■ **Exercise materials**:
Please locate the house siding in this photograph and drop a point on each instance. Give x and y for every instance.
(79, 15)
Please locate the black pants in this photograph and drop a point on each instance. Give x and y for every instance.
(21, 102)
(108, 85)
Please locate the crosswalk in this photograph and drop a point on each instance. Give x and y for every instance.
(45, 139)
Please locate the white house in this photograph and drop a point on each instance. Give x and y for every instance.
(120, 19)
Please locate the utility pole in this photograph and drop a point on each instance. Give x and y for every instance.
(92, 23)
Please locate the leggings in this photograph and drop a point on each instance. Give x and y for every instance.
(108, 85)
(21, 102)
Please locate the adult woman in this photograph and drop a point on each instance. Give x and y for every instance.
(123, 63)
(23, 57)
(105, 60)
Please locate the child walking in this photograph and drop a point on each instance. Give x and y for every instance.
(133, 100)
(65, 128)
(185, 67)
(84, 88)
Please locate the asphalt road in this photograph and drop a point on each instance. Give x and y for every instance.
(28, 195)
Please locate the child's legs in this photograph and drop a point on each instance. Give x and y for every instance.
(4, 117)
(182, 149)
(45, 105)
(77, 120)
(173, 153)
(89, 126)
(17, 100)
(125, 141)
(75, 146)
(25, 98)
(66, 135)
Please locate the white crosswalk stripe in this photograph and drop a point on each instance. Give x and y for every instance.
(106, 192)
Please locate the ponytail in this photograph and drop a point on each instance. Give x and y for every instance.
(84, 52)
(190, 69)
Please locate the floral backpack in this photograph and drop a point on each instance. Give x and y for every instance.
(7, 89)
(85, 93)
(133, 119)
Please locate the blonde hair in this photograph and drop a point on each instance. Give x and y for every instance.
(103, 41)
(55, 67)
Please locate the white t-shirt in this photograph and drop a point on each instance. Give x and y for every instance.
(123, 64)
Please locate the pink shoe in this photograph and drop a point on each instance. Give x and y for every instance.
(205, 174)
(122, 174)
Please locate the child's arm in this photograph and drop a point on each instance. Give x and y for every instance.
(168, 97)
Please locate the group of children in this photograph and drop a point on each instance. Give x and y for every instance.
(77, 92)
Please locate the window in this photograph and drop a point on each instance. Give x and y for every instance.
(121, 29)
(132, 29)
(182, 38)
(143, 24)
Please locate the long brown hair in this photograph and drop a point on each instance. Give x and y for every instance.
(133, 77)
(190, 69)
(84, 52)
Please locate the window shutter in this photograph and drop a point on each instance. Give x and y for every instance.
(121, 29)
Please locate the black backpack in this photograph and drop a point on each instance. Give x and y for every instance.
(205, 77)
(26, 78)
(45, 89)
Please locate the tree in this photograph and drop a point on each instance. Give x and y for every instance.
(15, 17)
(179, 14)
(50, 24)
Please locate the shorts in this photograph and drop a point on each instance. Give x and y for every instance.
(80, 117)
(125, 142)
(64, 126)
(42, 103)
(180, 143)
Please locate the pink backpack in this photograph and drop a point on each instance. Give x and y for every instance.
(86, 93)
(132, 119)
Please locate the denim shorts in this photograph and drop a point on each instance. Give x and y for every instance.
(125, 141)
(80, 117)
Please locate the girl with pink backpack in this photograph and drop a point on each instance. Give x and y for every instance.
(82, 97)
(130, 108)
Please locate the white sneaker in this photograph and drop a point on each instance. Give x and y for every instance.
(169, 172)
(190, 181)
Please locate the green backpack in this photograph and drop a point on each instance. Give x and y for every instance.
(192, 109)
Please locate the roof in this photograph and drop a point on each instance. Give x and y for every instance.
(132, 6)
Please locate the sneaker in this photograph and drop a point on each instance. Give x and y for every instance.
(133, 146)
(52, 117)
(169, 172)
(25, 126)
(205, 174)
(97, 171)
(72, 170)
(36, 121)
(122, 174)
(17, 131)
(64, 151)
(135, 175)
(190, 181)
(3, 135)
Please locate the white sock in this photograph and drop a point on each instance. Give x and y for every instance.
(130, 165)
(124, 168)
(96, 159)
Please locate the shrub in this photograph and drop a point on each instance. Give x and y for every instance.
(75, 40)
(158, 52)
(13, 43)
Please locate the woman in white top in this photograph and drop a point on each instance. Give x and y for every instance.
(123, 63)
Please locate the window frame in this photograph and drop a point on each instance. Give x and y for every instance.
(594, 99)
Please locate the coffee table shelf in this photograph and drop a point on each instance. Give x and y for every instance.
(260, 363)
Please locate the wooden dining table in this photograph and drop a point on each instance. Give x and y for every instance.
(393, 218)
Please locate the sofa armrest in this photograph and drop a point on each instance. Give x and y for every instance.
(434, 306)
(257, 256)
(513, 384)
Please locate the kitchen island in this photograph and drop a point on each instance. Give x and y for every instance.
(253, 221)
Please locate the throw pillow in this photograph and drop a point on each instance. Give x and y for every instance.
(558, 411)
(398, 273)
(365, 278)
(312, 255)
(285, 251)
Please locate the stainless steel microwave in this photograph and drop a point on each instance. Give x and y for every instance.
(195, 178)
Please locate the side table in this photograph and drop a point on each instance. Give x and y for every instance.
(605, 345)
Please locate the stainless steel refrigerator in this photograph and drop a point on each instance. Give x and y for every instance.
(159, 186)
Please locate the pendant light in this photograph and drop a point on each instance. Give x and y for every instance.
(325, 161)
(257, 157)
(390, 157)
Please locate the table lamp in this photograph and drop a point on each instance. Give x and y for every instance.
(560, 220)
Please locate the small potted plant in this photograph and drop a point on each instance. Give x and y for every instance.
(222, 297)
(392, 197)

■ **Exercise goal**:
Rewrite every line from the one containing "Please locate the pendant" through the final line, changing "table lamp" to "desk lamp" and leaving everything else as it is.

■ **Answer for the task**:
Please locate the pendant light in this photograph and drop a point on each instance. Give x and y for every instance.
(325, 161)
(257, 157)
(390, 157)
Please locate the desk lamp in this photograph and drop a point on each instance. Give x and y for every instance.
(560, 220)
Please locate the small potted plant in this photograph and drop a point on each instance. Give x and y for every instance.
(222, 297)
(392, 197)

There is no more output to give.